What is required: Whenever a line in the following entries includes "paint", tally it. Report nothing except the final count.

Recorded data
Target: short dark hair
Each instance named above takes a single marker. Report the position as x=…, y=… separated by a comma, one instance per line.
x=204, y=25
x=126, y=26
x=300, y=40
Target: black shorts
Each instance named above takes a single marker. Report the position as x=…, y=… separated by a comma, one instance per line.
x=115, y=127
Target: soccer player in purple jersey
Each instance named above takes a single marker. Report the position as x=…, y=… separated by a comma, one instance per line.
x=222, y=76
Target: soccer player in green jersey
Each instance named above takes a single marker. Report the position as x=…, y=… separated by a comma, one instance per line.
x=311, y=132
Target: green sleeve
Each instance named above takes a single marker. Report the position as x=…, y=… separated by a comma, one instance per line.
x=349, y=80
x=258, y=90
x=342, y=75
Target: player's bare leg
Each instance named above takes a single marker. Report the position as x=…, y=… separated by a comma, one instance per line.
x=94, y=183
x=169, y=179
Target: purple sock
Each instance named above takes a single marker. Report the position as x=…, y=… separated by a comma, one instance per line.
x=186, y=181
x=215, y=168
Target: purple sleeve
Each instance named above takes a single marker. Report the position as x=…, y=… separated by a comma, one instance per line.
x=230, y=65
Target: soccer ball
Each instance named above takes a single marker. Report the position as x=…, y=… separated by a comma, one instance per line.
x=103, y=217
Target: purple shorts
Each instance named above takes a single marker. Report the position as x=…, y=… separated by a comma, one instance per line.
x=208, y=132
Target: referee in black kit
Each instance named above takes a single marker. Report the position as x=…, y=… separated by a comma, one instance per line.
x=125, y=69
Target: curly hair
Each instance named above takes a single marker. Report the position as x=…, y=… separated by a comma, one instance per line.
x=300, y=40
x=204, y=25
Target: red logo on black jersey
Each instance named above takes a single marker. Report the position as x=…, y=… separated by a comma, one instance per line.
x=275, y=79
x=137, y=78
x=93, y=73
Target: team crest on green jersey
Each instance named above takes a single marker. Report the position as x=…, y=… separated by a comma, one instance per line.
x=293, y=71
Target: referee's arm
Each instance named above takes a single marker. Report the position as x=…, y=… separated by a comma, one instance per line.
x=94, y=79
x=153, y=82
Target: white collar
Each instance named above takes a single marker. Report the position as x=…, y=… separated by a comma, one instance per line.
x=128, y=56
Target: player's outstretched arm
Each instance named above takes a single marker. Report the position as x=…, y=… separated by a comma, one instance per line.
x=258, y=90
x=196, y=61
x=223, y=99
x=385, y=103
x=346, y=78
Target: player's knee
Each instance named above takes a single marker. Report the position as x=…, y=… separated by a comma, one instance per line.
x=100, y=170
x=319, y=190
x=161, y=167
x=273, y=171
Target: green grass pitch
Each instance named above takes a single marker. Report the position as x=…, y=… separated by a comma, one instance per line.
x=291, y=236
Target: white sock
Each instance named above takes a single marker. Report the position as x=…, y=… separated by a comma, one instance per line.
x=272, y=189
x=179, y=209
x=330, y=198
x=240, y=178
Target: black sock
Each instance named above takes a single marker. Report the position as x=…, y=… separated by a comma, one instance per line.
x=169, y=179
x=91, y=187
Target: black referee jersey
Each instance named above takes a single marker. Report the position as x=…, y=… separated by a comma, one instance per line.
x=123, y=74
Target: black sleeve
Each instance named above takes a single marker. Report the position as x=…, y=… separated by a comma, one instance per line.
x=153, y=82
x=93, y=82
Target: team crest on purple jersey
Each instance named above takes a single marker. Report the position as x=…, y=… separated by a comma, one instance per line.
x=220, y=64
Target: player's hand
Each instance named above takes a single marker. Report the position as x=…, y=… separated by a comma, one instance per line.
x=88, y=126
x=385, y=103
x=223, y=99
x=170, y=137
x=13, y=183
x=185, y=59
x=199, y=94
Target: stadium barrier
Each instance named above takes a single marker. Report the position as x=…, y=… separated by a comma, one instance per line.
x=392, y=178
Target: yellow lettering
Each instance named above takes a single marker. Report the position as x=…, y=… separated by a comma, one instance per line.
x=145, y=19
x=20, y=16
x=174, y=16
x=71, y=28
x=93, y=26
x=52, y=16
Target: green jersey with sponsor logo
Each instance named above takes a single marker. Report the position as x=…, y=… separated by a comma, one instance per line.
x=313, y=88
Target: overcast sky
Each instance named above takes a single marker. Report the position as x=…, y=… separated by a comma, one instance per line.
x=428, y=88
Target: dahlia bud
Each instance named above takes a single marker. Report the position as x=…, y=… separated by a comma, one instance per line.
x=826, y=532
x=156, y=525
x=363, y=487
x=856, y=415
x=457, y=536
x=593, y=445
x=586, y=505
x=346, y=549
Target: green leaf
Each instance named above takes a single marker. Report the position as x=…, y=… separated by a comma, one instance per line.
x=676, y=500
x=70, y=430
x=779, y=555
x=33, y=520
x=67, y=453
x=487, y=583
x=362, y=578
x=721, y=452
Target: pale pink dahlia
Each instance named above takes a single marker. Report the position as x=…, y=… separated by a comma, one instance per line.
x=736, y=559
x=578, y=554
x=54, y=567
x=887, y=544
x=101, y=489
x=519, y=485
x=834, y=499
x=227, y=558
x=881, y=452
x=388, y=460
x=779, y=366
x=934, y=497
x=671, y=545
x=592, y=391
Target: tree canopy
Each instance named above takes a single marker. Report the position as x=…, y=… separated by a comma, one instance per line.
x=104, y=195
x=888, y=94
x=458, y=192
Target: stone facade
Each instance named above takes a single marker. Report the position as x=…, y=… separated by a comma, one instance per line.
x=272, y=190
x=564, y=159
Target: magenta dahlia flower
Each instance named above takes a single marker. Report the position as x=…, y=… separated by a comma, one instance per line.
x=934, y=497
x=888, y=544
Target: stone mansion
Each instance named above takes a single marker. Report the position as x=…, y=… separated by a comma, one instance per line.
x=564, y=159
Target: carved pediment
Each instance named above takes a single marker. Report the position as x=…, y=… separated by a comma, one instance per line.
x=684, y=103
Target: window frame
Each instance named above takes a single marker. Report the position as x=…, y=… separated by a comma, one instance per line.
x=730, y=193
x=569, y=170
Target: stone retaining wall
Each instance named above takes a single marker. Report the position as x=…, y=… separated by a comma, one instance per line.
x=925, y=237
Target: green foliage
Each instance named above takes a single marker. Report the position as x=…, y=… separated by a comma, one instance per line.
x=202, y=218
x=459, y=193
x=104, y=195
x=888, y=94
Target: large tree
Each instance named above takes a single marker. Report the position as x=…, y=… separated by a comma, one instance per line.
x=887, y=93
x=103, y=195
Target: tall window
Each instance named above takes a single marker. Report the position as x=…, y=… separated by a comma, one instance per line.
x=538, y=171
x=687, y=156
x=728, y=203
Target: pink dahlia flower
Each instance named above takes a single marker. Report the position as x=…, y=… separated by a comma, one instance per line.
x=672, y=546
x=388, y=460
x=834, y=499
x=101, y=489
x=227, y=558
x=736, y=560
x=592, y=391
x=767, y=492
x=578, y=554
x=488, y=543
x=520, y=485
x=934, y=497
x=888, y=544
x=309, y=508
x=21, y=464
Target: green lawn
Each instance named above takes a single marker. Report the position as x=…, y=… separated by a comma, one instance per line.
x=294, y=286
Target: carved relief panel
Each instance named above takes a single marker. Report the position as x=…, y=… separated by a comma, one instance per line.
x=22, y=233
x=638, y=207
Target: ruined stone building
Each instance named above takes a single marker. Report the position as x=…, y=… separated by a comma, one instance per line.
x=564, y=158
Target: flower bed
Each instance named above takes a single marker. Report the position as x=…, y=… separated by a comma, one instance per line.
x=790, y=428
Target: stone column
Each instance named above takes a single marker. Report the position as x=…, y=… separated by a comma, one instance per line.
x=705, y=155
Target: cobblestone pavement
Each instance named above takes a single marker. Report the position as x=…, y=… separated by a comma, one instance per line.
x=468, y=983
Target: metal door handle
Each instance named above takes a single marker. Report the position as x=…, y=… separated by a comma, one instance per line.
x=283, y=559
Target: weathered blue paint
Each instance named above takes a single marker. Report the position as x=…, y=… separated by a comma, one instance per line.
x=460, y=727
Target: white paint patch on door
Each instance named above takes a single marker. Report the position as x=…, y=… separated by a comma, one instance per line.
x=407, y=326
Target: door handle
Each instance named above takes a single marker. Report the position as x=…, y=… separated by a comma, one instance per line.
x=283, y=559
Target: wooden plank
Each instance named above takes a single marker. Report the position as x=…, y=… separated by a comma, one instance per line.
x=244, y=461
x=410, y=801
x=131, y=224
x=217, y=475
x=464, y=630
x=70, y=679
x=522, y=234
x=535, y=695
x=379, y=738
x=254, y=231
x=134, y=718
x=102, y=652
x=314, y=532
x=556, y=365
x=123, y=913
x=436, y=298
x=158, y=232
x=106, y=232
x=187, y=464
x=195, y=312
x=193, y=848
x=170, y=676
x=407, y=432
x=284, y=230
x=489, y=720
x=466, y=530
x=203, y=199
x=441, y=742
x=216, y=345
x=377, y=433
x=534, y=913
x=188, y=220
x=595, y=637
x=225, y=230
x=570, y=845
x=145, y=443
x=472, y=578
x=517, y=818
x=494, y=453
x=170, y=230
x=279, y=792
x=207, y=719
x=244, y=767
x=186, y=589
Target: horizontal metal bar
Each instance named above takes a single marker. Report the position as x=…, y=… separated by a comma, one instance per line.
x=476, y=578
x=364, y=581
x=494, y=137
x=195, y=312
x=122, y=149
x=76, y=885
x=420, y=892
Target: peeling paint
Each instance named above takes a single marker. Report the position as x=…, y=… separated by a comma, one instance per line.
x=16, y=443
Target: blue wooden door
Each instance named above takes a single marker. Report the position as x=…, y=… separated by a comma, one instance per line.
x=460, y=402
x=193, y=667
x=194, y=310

Task solution: 3